• [Work to be completed]:
Please write out every one of the lines below word for word, keeping each character the same.

(Examples of point labeling)
=====

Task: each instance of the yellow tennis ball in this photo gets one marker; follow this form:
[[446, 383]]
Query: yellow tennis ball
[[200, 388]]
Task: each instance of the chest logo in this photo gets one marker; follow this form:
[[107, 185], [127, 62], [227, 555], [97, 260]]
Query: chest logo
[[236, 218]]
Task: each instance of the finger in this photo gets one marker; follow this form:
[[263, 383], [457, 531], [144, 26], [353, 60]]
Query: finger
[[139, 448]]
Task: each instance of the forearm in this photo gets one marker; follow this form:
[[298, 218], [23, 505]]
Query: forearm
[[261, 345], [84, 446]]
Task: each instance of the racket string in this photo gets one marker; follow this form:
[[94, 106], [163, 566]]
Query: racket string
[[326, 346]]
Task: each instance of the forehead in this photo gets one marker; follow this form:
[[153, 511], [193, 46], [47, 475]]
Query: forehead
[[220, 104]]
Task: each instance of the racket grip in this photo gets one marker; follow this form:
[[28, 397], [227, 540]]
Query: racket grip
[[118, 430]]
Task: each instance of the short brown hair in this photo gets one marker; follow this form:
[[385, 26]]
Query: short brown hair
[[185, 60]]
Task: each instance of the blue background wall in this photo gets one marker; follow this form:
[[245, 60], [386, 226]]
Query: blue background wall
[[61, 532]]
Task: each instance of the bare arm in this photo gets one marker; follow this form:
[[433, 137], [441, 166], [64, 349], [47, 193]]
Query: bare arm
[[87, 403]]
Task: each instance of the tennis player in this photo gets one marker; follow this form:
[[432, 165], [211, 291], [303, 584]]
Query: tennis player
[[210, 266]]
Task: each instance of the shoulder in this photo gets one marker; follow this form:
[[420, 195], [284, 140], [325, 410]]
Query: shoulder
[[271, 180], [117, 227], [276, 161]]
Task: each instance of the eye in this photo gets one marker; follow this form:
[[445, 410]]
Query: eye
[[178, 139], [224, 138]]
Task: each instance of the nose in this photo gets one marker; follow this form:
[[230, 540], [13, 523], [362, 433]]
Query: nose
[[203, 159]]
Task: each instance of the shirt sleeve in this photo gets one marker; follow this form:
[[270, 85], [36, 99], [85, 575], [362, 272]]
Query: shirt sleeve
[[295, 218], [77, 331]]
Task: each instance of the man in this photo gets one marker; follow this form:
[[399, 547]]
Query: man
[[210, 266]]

=====

• [Task response]:
Task: each instance of the yellow tennis ball in this photo gets one marker; follow this form:
[[446, 383]]
Query: yellow tennis ball
[[200, 388]]
Task: each instance of the chest logo in this photo gets one marker; follow this form:
[[107, 185], [127, 62], [227, 555], [97, 260]]
Query: chest logo
[[236, 218]]
Task: each instance of the finger in this photo gets one marker; follow this form:
[[263, 383], [457, 531], [144, 26], [353, 60]]
Query: finger
[[139, 448]]
Task: each instance of the forearm in this photo gets one marker; follow this form:
[[298, 218], [23, 505]]
Query: forearm
[[261, 345], [84, 446]]
Task: each instance of the racket string in this photo gets one marker; follow this form:
[[94, 106], [163, 566]]
Query: racket string
[[326, 346]]
Task: each instance of the forehead in this photo gets one marker; follow this form:
[[153, 511], [193, 46], [47, 475]]
Query: forehead
[[220, 104]]
Task: each instance of the racket grip in this photo gets one marker; follow this form:
[[28, 397], [227, 540]]
Query: racket grip
[[118, 430]]
Task: each instance of the short brown hair in this photo gets one marker; follow this form:
[[385, 26]]
Query: short brown hair
[[185, 60]]
Task: each instance of the blue background wall in this photo gets one marker; follow this form:
[[245, 60], [386, 226]]
Query: blue background wall
[[61, 532]]
Task: each instance of the bare arm in this photo gets one marker; follow this form:
[[433, 137], [441, 166], [64, 349], [47, 193]]
Query: bare arm
[[87, 403]]
Task: each instance of the tennis player in this photo gets one marker; follow this form:
[[432, 165], [211, 291], [303, 584]]
Query: tennis player
[[210, 266]]
Task: each instance of the shoulder in this photo gets one marker; follow this form:
[[420, 195], [284, 140], [325, 410]]
Query: shoulder
[[271, 180], [117, 227], [276, 161]]
Task: each instance of the eye in this photo gets one marker; follow this form:
[[445, 410]]
Query: eye
[[178, 139], [224, 138]]
Task: each instance of the nose in this photo gets one marker; follow this form:
[[230, 540], [13, 523], [362, 433]]
Query: nose
[[203, 159]]
Task: each instance of the shirt sleeve in this photo gets one marker; follow this form:
[[270, 85], [36, 99], [85, 575], [362, 272]]
Query: shirt sleeve
[[295, 218], [77, 331]]
Task: each instance of the man in this photo gets one marker; follow this form:
[[399, 547]]
Query: man
[[210, 266]]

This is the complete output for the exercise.